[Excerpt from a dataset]
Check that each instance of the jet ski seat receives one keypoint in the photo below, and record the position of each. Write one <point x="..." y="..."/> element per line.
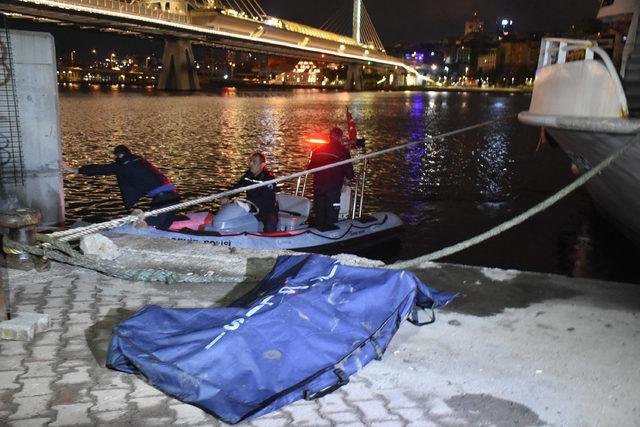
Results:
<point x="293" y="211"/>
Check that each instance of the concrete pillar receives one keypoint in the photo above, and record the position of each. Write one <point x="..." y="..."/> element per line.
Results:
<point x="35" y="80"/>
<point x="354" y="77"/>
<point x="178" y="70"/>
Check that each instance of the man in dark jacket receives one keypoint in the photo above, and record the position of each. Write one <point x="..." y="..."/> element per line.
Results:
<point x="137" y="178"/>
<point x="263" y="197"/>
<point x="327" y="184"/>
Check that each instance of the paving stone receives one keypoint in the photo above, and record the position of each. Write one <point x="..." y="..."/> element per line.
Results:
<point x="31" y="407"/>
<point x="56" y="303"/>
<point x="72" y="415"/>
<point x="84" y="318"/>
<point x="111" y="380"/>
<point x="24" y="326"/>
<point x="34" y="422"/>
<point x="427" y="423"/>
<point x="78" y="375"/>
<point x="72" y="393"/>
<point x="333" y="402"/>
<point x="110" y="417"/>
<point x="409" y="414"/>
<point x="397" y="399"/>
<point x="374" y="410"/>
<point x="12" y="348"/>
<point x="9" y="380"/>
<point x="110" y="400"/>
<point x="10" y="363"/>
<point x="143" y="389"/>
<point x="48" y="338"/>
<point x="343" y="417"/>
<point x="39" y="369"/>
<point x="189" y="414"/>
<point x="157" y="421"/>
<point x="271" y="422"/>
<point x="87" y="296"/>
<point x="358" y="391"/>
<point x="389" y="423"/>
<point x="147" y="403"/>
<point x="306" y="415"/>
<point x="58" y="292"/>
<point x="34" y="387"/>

> **Your objective**
Give the stretch of the listing from the line containing "Check that each instance of the paving" through the end as a two-column CSV with the columns input and output. Use one row for each entry, with its text under input and its answer under output, each in a single quoted field with line breaks turned into spaces.

> **The answer**
input,output
"Check that each instance of the paving stone receives one keypoint in the photo above, and record the position of each. Write one <point x=""..."" y=""...""/> element per line. Results:","<point x=""31"" y=""407""/> <point x=""56"" y=""303""/> <point x=""72"" y=""415""/> <point x=""84"" y=""318""/> <point x=""111"" y=""380""/> <point x=""24"" y=""326""/> <point x=""34"" y=""422""/> <point x=""427"" y=""423""/> <point x=""78"" y=""375""/> <point x=""72"" y=""393""/> <point x=""333"" y=""402""/> <point x=""110"" y=""417""/> <point x=""409"" y=""414""/> <point x=""397"" y=""399""/> <point x=""374"" y=""410""/> <point x=""12"" y=""348""/> <point x=""9"" y=""380""/> <point x=""110"" y=""400""/> <point x=""10"" y=""363""/> <point x=""143"" y=""389""/> <point x=""48"" y=""338""/> <point x=""343"" y=""417""/> <point x=""39"" y=""369""/> <point x=""189"" y=""414""/> <point x=""157"" y=""421""/> <point x=""271"" y=""422""/> <point x=""87"" y=""296""/> <point x=""358"" y=""391""/> <point x=""389"" y=""423""/> <point x=""147"" y=""403""/> <point x=""306"" y=""415""/> <point x=""58"" y=""292""/> <point x=""34"" y=""387""/>"